◆ **Instructions for the task**:
Omitting all images, output the entries that follow exactly as written.

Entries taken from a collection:
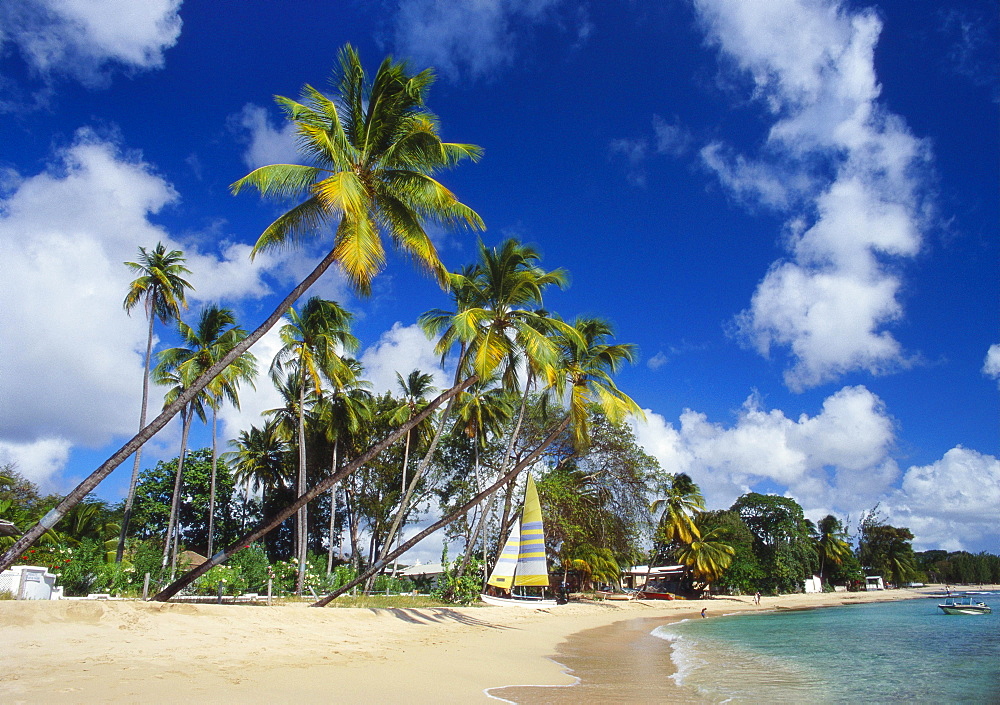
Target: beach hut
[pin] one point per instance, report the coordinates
(874, 582)
(637, 576)
(30, 582)
(424, 576)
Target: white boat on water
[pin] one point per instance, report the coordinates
(522, 560)
(965, 605)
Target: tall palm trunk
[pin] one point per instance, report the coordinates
(108, 466)
(445, 521)
(333, 512)
(271, 522)
(211, 492)
(402, 493)
(502, 534)
(352, 521)
(474, 526)
(172, 526)
(127, 517)
(302, 529)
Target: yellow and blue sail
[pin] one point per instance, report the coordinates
(522, 560)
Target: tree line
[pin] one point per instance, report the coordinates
(531, 392)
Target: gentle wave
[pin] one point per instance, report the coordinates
(904, 651)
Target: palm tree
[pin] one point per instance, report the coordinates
(498, 323)
(593, 563)
(415, 388)
(678, 508)
(258, 462)
(215, 335)
(831, 544)
(170, 371)
(160, 287)
(482, 412)
(215, 343)
(707, 556)
(341, 411)
(583, 375)
(311, 341)
(374, 150)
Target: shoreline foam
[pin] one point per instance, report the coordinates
(128, 651)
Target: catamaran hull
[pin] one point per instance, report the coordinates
(965, 609)
(518, 602)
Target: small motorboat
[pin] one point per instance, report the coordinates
(965, 605)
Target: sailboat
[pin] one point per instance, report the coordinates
(522, 560)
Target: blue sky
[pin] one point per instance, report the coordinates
(790, 206)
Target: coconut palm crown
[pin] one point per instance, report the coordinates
(373, 149)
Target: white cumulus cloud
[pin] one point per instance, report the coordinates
(84, 39)
(950, 503)
(837, 460)
(991, 365)
(846, 171)
(70, 358)
(473, 38)
(402, 349)
(39, 460)
(267, 144)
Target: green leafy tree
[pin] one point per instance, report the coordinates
(588, 358)
(160, 288)
(744, 574)
(708, 556)
(886, 550)
(262, 464)
(831, 544)
(374, 150)
(215, 335)
(312, 340)
(341, 411)
(154, 499)
(677, 510)
(783, 540)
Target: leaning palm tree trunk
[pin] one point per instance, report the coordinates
(172, 524)
(333, 512)
(150, 430)
(301, 517)
(503, 465)
(268, 524)
(211, 492)
(445, 521)
(130, 499)
(404, 504)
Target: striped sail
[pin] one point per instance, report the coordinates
(503, 571)
(531, 566)
(522, 560)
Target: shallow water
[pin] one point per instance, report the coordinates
(891, 652)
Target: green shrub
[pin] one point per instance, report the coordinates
(254, 567)
(228, 576)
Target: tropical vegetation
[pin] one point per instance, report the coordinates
(318, 494)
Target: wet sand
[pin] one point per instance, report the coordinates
(96, 652)
(616, 663)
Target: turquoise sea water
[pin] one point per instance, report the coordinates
(891, 652)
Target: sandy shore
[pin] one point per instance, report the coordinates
(83, 652)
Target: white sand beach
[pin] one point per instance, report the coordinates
(97, 651)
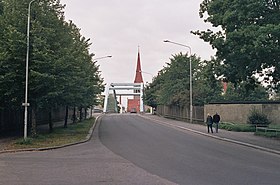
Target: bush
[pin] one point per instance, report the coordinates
(258, 118)
(237, 127)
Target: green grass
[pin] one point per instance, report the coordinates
(59, 136)
(251, 128)
(270, 133)
(237, 127)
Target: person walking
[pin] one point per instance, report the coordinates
(216, 120)
(209, 122)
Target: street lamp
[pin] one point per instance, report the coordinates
(147, 73)
(25, 104)
(191, 107)
(95, 59)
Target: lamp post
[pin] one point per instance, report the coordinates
(147, 73)
(26, 104)
(191, 107)
(95, 59)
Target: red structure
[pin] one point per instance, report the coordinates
(133, 105)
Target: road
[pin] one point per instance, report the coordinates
(90, 163)
(184, 157)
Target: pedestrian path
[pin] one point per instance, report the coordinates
(242, 138)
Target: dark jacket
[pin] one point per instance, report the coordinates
(209, 120)
(216, 118)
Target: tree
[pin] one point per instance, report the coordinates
(61, 69)
(171, 86)
(248, 40)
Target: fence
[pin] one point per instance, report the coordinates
(181, 113)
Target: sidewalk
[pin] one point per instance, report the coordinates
(241, 138)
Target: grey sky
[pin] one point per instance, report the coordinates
(117, 27)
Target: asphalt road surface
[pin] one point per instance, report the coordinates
(90, 163)
(184, 157)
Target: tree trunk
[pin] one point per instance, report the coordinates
(74, 115)
(50, 121)
(85, 113)
(33, 123)
(66, 117)
(81, 114)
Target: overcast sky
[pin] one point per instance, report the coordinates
(118, 27)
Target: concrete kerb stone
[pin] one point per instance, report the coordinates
(217, 137)
(88, 137)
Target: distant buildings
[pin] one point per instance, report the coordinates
(133, 105)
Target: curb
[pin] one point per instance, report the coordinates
(88, 137)
(217, 137)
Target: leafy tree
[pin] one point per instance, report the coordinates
(61, 68)
(242, 93)
(248, 40)
(171, 86)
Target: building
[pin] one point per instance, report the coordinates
(133, 105)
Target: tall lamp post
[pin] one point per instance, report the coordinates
(191, 107)
(95, 59)
(26, 104)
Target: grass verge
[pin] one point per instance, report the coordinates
(59, 136)
(273, 131)
(237, 127)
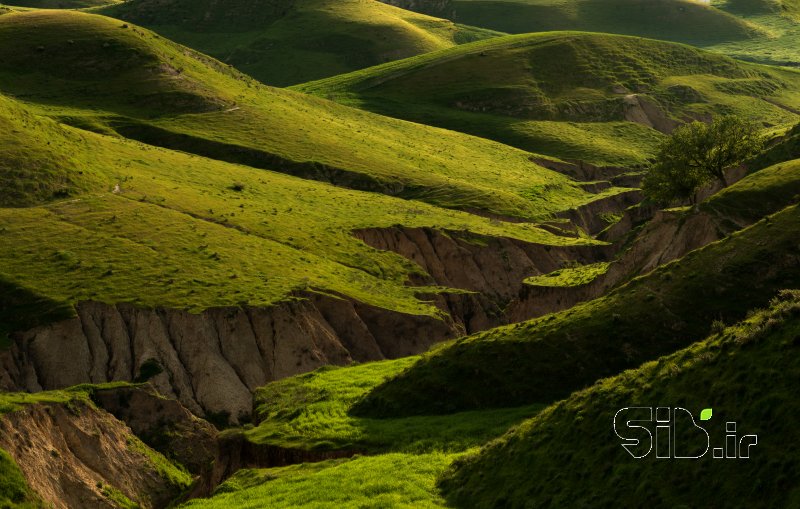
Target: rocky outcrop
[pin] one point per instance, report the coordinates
(163, 424)
(437, 8)
(212, 361)
(494, 267)
(593, 216)
(644, 110)
(236, 453)
(74, 455)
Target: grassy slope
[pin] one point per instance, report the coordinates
(757, 195)
(569, 456)
(672, 20)
(765, 31)
(391, 480)
(513, 89)
(179, 234)
(61, 4)
(780, 20)
(14, 490)
(212, 110)
(547, 358)
(283, 43)
(311, 412)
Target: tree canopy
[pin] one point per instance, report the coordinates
(698, 153)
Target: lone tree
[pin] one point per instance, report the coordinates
(697, 153)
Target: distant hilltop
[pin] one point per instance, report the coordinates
(438, 8)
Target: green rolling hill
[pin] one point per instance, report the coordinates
(745, 373)
(112, 218)
(284, 42)
(545, 359)
(621, 92)
(218, 293)
(150, 89)
(673, 20)
(734, 371)
(764, 31)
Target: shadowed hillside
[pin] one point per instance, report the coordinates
(284, 42)
(620, 93)
(745, 373)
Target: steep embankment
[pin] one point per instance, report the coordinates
(547, 358)
(192, 238)
(72, 454)
(284, 42)
(620, 94)
(569, 454)
(212, 361)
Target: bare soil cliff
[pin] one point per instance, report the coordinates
(75, 455)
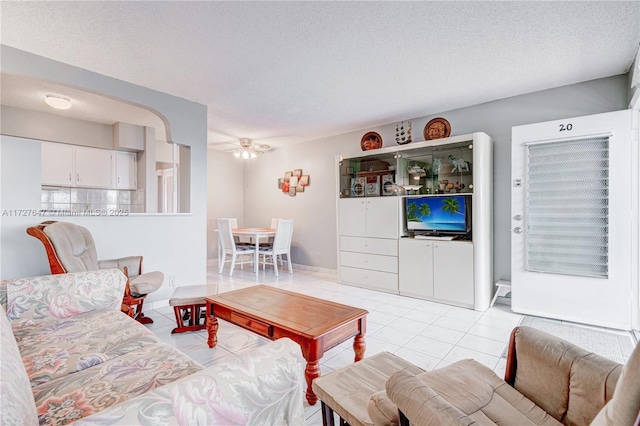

◆ **Written answer**:
Target: beach hut
[pin] one point per instance, report the coordinates
(874, 582)
(637, 576)
(30, 582)
(424, 576)
Target: white boat on water
[pin] one point per instance, report the coordinates
(522, 560)
(965, 605)
Target: tall palm trunk
[pin] one point per instance, report the coordinates
(108, 466)
(445, 521)
(333, 512)
(271, 522)
(211, 492)
(402, 493)
(502, 534)
(352, 521)
(474, 526)
(172, 526)
(127, 517)
(302, 529)
Target: yellow and blue sail
[pin] one point per instance, report the coordinates
(522, 560)
Target: tree line
[pin] one point per instance, report the coordinates
(531, 392)
Target: gentle wave
[pin] one point per instance, report the coordinates
(904, 651)
Target: palm tree
[pin] one point per instance, report the coordinates
(498, 323)
(593, 563)
(415, 388)
(678, 508)
(258, 462)
(215, 335)
(831, 544)
(170, 371)
(160, 287)
(482, 412)
(215, 343)
(707, 556)
(341, 411)
(583, 375)
(311, 341)
(374, 150)
Target: shoreline foam
[pin] one point per instance, report the coordinates
(128, 651)
Target: catamaran hull
[pin] one point per instance, report the coordinates
(965, 609)
(518, 602)
Target: small motorboat
[pin] one point per instance, report the coordinates
(965, 605)
Target: sailboat
[pin] one point per instance, report the coordinates
(522, 560)
Target: blue sky
[pin] one point per instance, report the coordinates
(790, 206)
Target: coconut palm crown
[pin] one point per instance, report the coordinates
(373, 149)
Target: white cumulus cloud
[pin] one point per instance, report the coordinates
(84, 39)
(950, 503)
(837, 460)
(991, 365)
(846, 171)
(70, 358)
(473, 38)
(402, 349)
(39, 460)
(267, 144)
Target: green leafy tree
[pin] one point per instance, report the coordinates
(588, 358)
(160, 288)
(744, 574)
(708, 556)
(886, 550)
(262, 464)
(831, 544)
(374, 150)
(215, 335)
(312, 340)
(341, 411)
(154, 499)
(677, 510)
(783, 540)
Target: leaning palm tree trunk
[pin] one point per instance, report the coordinates
(172, 524)
(333, 512)
(150, 430)
(301, 517)
(503, 465)
(268, 524)
(211, 492)
(445, 521)
(130, 499)
(404, 504)
Target: striped sail
[pin] one point per instance, report the coordinates
(503, 571)
(531, 566)
(522, 560)
Target: shallow water
[pin] one point per instance, report the coordinates
(891, 652)
Target: green shrub
[pin] one point per instance, report the coordinates
(254, 567)
(228, 576)
Target: tropical vegetation
[pin] one point per instance, report the coordinates
(318, 494)
Target: wet sand
[pin] one point per instance, report the coordinates
(96, 652)
(616, 663)
Target: turquoise sea water
[pin] one point per instance, report the coordinates
(891, 652)
Target: sandy shore
[pin] one point per instance, report the coordinates
(83, 652)
Target: white sand beach
[pin] one point per instance, report the coordinates
(97, 651)
Target: bush
[pin] one point per instance, report the coordinates
(258, 118)
(237, 127)
Target: green grass
[pin] one point per instance, report the coordinates
(59, 136)
(251, 128)
(270, 133)
(237, 127)
Target: person walking
[pin] one point per instance, report the coordinates
(216, 120)
(209, 122)
Target: street lamp
[pin] one point per instance, report the coordinates
(147, 73)
(25, 104)
(191, 107)
(95, 59)
Target: lamp post
[pin] one point per instance, report the coordinates
(147, 73)
(26, 104)
(191, 107)
(95, 59)
Target: red structure
[pin] one point per instance, report the coordinates
(133, 105)
Target: road
[pin] one point per instance, report the coordinates
(90, 163)
(184, 157)
Target: pedestrian path
[pin] one point per instance, report the coordinates
(242, 138)
Target: dark jacket
[pin] one point per instance, report the coordinates
(209, 120)
(216, 118)
Target: tree
[pin] one point per instance, report the coordinates
(61, 69)
(171, 86)
(248, 40)
Target: fence
[pin] one point per instance, report the coordinates
(181, 113)
Target: sidewalk
[pin] one point per instance, report the coordinates
(241, 138)
Target: grey sky
[pin] one point per instance, report the coordinates
(117, 27)
Target: asphalt road surface
[pin] one point per instance, report the coordinates
(90, 163)
(184, 157)
Target: tree trunk
[pin] one point per instance, report the coordinates
(74, 115)
(50, 121)
(85, 113)
(33, 123)
(66, 117)
(81, 114)
Target: overcast sky
[pin] one point per instance, report the coordinates
(118, 27)
Target: concrete kerb stone
[pin] one point per instance, report the coordinates
(217, 137)
(88, 137)
Target: distant buildings
[pin] one point per instance, report the coordinates
(133, 105)
Target: curb
[pin] one point per instance, report the coordinates
(88, 137)
(217, 137)
Target: leafy tree
[pin] one point per instance, report the coordinates
(61, 68)
(242, 93)
(248, 40)
(171, 86)
Target: building
[pin] one point per instance, report the coordinates
(133, 105)
Target: tall lamp post
[pin] one point per instance, report the coordinates
(191, 107)
(95, 59)
(26, 104)
Target: grass verge
[pin] one point per instance, report the coordinates
(59, 136)
(273, 131)
(237, 127)
Target: rocky outcrop
[pin] one point per instance, report the coordinates
(163, 424)
(437, 8)
(212, 361)
(494, 267)
(593, 216)
(644, 110)
(236, 453)
(74, 455)
Target: grassy slope
[pin] one point per instance, report the coordinates
(757, 195)
(569, 456)
(672, 20)
(765, 31)
(391, 480)
(513, 89)
(179, 234)
(61, 4)
(780, 20)
(14, 490)
(212, 110)
(547, 358)
(283, 43)
(311, 412)
Target: tree canopy
[pin] one point per instance, report the coordinates
(698, 153)
Target: lone tree
[pin] one point per instance, report the coordinates
(697, 153)
Target: distant hilltop
[pin] one point per instance, report the coordinates
(438, 8)
Target: green rolling hill
[pin] one point per instance, report the coordinates
(745, 373)
(112, 218)
(284, 42)
(545, 359)
(621, 92)
(218, 293)
(150, 89)
(673, 20)
(734, 371)
(764, 31)
Target: shadowed hillside
[pin] one point per instance, report the coordinates
(284, 42)
(620, 93)
(745, 373)
Target: steep embankment
[pin] one point per instance, report the coordinates
(547, 358)
(192, 238)
(72, 454)
(284, 42)
(620, 94)
(569, 454)
(212, 361)
Target: bare soil cliff
[pin] one point per instance, report the coordinates
(75, 455)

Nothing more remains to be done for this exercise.